#### [Problem requirements]
Beginning with the line where "target | paved walkway" appears, restate the lines word for word through the last one in the listing.

####################

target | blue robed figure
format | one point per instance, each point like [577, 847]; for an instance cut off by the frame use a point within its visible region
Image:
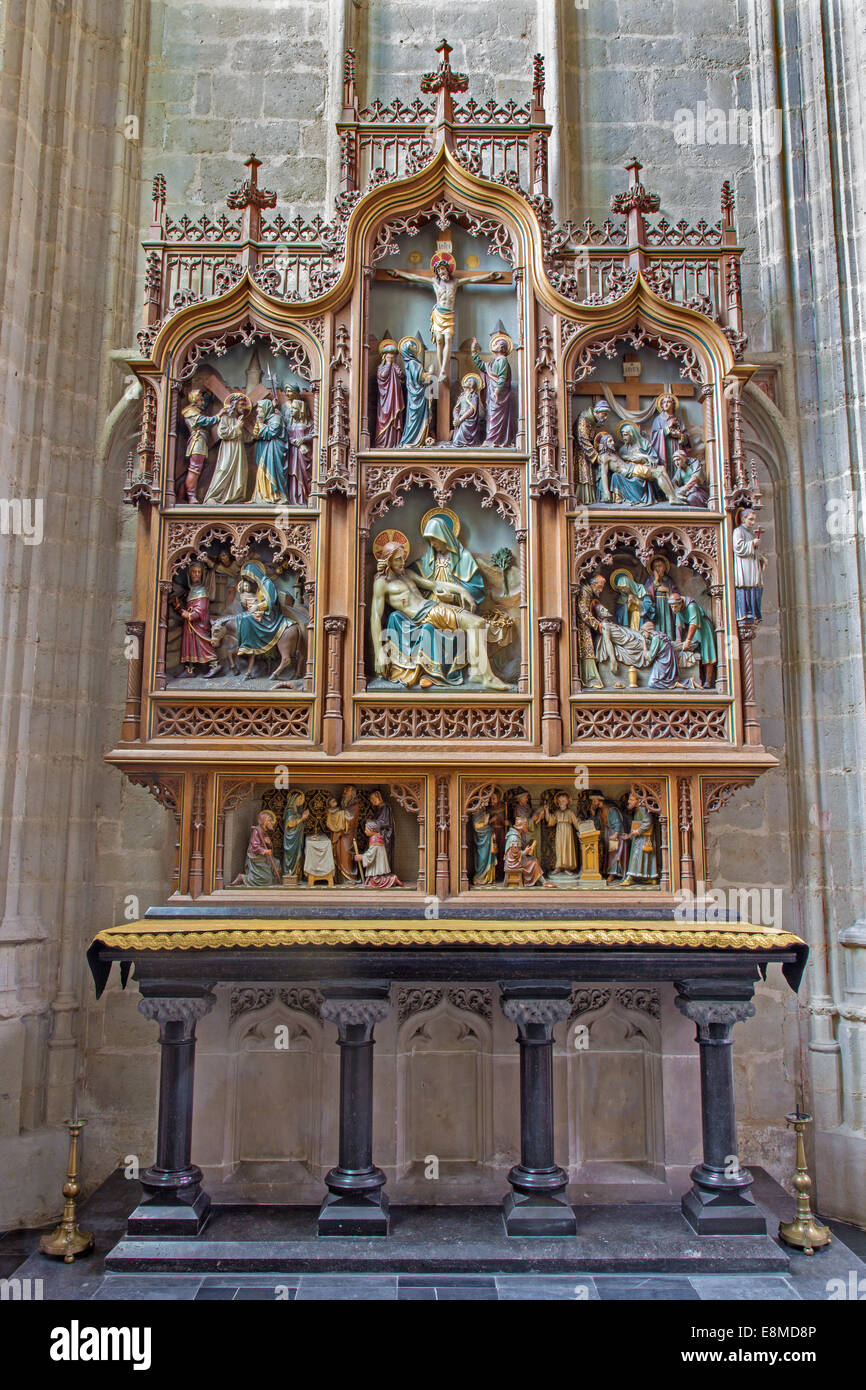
[416, 421]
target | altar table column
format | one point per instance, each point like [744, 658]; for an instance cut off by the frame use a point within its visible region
[537, 1204]
[719, 1201]
[174, 1203]
[356, 1204]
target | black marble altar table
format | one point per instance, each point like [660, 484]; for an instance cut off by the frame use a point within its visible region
[180, 954]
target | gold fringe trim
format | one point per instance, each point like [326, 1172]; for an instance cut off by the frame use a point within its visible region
[736, 936]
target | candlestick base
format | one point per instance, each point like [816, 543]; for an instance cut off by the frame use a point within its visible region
[67, 1241]
[805, 1232]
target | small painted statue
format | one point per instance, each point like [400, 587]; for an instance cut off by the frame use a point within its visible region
[585, 455]
[748, 567]
[467, 416]
[567, 824]
[485, 848]
[391, 398]
[669, 432]
[520, 854]
[499, 430]
[271, 451]
[300, 431]
[262, 869]
[230, 481]
[196, 644]
[695, 634]
[296, 816]
[374, 861]
[417, 399]
[642, 862]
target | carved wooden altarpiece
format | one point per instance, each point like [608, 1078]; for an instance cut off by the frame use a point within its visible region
[437, 652]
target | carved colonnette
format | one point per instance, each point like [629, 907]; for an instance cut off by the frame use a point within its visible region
[310, 483]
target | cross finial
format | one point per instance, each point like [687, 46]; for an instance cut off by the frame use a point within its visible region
[445, 78]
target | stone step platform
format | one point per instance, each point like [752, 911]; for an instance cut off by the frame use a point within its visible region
[635, 1237]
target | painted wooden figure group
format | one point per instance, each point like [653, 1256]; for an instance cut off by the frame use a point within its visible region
[644, 470]
[615, 841]
[652, 627]
[483, 416]
[281, 432]
[327, 852]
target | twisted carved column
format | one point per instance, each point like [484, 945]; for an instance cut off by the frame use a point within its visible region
[537, 1204]
[356, 1204]
[551, 716]
[332, 723]
[174, 1203]
[132, 715]
[719, 1201]
[751, 726]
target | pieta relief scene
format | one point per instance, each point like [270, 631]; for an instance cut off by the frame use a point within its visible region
[431, 820]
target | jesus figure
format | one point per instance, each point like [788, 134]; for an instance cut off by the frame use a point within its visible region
[444, 282]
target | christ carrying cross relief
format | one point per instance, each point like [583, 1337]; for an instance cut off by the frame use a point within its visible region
[444, 278]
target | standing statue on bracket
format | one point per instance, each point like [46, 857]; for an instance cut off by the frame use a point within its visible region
[748, 567]
[196, 449]
[590, 421]
[499, 396]
[444, 280]
[391, 401]
[417, 396]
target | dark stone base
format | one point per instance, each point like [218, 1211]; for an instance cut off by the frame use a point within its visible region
[726, 1214]
[161, 1218]
[353, 1216]
[538, 1215]
[623, 1239]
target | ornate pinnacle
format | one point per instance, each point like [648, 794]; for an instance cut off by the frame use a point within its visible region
[248, 192]
[538, 79]
[635, 199]
[445, 78]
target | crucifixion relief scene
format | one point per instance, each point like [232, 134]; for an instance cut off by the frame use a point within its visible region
[431, 824]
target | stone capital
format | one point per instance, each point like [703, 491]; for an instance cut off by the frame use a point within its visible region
[715, 1019]
[352, 1014]
[185, 1011]
[540, 1012]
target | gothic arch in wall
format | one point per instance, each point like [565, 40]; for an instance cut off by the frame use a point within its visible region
[444, 1098]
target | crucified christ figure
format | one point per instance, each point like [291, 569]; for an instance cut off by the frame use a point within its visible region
[444, 280]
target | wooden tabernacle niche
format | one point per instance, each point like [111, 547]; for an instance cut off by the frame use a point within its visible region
[448, 570]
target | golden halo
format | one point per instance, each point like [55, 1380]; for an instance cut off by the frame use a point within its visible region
[387, 537]
[619, 428]
[444, 259]
[442, 512]
[615, 577]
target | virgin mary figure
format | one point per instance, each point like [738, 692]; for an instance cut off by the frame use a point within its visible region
[263, 622]
[417, 406]
[230, 480]
[446, 565]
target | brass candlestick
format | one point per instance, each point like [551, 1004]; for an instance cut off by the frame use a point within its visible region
[67, 1239]
[804, 1232]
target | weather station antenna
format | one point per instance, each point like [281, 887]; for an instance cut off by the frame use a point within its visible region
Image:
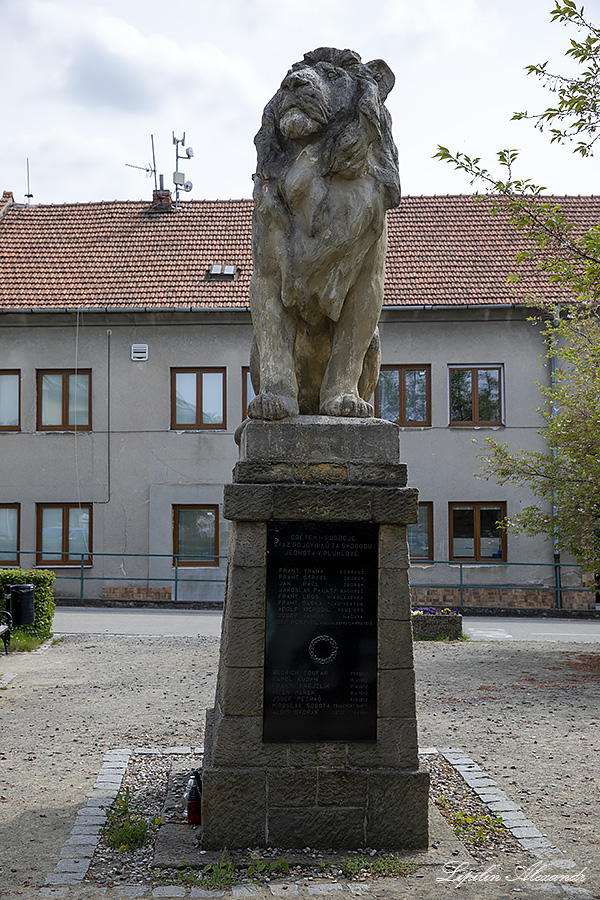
[28, 195]
[149, 168]
[178, 177]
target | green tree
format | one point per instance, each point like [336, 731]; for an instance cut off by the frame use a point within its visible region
[565, 478]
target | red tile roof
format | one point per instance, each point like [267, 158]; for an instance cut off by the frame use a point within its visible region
[124, 255]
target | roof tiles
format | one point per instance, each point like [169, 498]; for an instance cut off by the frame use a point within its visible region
[125, 254]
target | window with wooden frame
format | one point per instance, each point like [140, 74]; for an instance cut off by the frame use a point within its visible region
[10, 533]
[195, 535]
[10, 400]
[64, 399]
[476, 395]
[64, 534]
[403, 395]
[198, 398]
[475, 531]
[247, 391]
[420, 534]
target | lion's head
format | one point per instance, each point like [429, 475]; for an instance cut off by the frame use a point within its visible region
[334, 99]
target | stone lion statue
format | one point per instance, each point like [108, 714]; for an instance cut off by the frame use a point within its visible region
[327, 172]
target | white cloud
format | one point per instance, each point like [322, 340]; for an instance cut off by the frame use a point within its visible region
[86, 83]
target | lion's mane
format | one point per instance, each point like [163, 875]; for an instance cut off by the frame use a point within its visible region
[340, 149]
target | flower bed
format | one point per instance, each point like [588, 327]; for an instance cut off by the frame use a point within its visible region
[432, 624]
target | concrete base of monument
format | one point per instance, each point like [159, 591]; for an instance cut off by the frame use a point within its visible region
[181, 845]
[313, 738]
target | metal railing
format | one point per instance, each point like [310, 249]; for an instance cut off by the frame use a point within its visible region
[558, 588]
[80, 563]
[81, 568]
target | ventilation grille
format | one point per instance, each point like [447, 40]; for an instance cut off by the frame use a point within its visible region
[139, 351]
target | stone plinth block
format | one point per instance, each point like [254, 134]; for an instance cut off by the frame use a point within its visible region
[321, 439]
[289, 586]
[320, 503]
[223, 791]
[397, 815]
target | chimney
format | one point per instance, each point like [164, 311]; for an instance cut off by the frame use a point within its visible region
[161, 198]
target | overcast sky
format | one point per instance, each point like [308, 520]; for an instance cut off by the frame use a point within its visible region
[85, 84]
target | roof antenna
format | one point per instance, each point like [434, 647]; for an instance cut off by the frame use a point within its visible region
[28, 195]
[149, 168]
[179, 177]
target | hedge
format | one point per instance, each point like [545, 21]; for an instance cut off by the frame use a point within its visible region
[43, 597]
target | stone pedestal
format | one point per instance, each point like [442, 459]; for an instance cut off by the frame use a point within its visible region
[339, 794]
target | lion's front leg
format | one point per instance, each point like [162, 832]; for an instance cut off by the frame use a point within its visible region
[351, 338]
[275, 329]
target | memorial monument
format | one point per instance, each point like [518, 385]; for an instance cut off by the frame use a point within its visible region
[313, 738]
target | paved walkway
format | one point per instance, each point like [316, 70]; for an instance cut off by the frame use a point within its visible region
[526, 713]
[94, 620]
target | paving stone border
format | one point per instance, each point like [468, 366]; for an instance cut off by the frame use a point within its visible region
[77, 854]
[497, 802]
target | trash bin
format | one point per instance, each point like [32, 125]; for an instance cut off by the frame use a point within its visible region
[21, 604]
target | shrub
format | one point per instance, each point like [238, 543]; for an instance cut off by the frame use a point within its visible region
[43, 597]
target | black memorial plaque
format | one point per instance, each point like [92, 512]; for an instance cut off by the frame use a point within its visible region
[321, 632]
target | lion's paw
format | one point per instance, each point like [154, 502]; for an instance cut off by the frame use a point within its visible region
[272, 407]
[347, 405]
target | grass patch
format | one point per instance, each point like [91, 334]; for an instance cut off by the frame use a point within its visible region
[268, 867]
[24, 642]
[215, 876]
[476, 829]
[125, 830]
[391, 864]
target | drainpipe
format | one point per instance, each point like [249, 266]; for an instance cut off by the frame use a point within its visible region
[557, 577]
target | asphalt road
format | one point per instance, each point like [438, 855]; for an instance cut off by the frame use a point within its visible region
[94, 620]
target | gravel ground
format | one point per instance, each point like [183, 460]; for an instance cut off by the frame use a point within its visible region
[526, 713]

####################

#### [Result of this task]
target | paved walkway
format | one point per instance, each point like [316, 70]; for an instance cut off by the frame use a point within its visible region
[526, 713]
[94, 620]
target | paving stone border
format | one point per instance, each point like [468, 366]; for an instance cut off by the frame use a point within its visible region
[77, 854]
[497, 802]
target | trash bin
format | one point per instance, each point like [32, 125]; for an instance cut off by the frame use a point within its visible region
[21, 604]
target | shrub
format | one point per instance, each point like [238, 543]; for an instance cut off by the frame use a point within its visible region
[43, 597]
target | black memorial plaque
format | one point per instance, each point like [92, 512]; for an instance cut off by the frame use a point within its visible region
[321, 632]
target | lion's paw
format | one point per instance, each point like [154, 502]; for an instance cut off by the frame use a point within its visible region
[272, 407]
[347, 405]
target | grass patch
format | one point per instance, each point like [91, 334]; for an instance cut off by the frame use a point within its visible region
[268, 867]
[24, 642]
[215, 876]
[476, 829]
[125, 830]
[391, 864]
target | drainpipe
format | one point per instance, each point like [249, 266]; for an instance cut off by the frame use a point within its visible region
[557, 577]
target | asphalt road
format | one point per instance, each point like [438, 855]; for an instance cut off by the frame use a point within its visible region
[94, 620]
target | gravel ground
format | one point per instance, each point like [183, 460]; for an instance cut off by the frame use a point within its visible region
[526, 713]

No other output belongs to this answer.